Leave out the pictures and repeat the rest of the material exactly.

>> start Provided entries

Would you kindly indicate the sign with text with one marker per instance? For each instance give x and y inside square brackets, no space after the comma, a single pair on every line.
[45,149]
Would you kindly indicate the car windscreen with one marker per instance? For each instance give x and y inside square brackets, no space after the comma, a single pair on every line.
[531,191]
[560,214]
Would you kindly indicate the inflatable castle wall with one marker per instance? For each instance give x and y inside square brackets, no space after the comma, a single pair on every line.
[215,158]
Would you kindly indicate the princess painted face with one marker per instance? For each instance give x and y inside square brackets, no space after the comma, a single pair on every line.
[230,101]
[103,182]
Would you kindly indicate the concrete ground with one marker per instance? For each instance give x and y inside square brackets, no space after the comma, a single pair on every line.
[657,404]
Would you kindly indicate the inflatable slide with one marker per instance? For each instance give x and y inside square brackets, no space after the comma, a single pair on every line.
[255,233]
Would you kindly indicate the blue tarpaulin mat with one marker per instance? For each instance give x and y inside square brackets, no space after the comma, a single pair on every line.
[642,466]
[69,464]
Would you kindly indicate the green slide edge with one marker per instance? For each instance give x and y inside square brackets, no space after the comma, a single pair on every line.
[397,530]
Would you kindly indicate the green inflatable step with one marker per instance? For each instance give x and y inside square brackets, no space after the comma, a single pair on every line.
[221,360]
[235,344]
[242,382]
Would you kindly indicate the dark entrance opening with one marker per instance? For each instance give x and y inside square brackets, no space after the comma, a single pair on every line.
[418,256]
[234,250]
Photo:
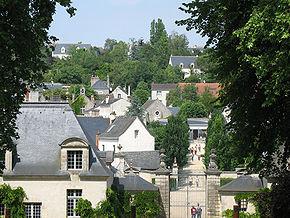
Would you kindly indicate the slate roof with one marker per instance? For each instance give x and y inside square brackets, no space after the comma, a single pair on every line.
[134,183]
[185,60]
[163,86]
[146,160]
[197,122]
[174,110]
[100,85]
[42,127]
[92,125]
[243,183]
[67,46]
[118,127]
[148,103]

>> end Provided entries

Answer to this problem –
Would you kindly indicate the sign with text with one marker per instance? For each instance give x and y inside square brackets, no space after the comma, a single pair on every line.
[45,149]
Would you kindly indicate the car windscreen with one marker per instance? For each instance give x and y inside square brackets, no space after the comma, a single pair on every line.
[531,191]
[560,214]
Would you kindly indicate the inflatable castle wall with one marker per instance? For each instance give x and y inside square brackets, no space after the comma, a single pair on every line.
[215,158]
Would you kindly indicate the princess painted face with one marker per instance? For each instance give x and y inside square brackets, no space after the comma, a single pair on every line.
[230,101]
[103,182]
Would you kindly indicate the concrete ground with one marker per instance? For each instance give x and y inside square brackets, no space after the comma, a single pair on every line.
[657,404]
Would you kindly indicate the inflatable slide with one marker per instance? For each instance give x and y inside square brackets, no space after the comma, a single pair on every line.
[255,233]
Would you kindly indicate the blue tarpaulin mat with one marker per instance? For each instance give x and y inside square brackets, no space after the comma, a single pair on every line.
[642,466]
[69,464]
Would you kindly indicate the green slide edge with one marker per instance? For each instance give x and y inside square brackets, no space after the comma, a single pair on every line.
[397,530]
Would you kindly indicate the green inflatable step with one marker per instance? For each instance give x and y inside square brackets, no space after the comma, a single pair on every line.
[221,360]
[235,344]
[242,382]
Would you kindly indicate the dark entrance opening with one marker per instance? For each instance give x and y inside square brackets, no space after the comma, a single pair on every line.
[418,256]
[234,250]
Photo:
Would you kindly indicate the slate roof with one marker per instance? For each instance give x and y inside square brackets, no space after the comma, a single pair on every line.
[134,183]
[185,60]
[163,86]
[146,160]
[197,122]
[174,110]
[100,85]
[42,127]
[92,125]
[243,183]
[67,46]
[118,127]
[148,103]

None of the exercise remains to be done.